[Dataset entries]

>>>>>

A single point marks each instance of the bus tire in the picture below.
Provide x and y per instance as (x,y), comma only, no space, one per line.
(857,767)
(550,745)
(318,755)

<<<<<

Problem to work on
Would you restate the entries word for word, omitting none?

Task output
A single point marks each instance of the bus tire in the picture below.
Provide x and y per instance as (x,y), comma only, no space, one per line.
(857,767)
(550,745)
(318,755)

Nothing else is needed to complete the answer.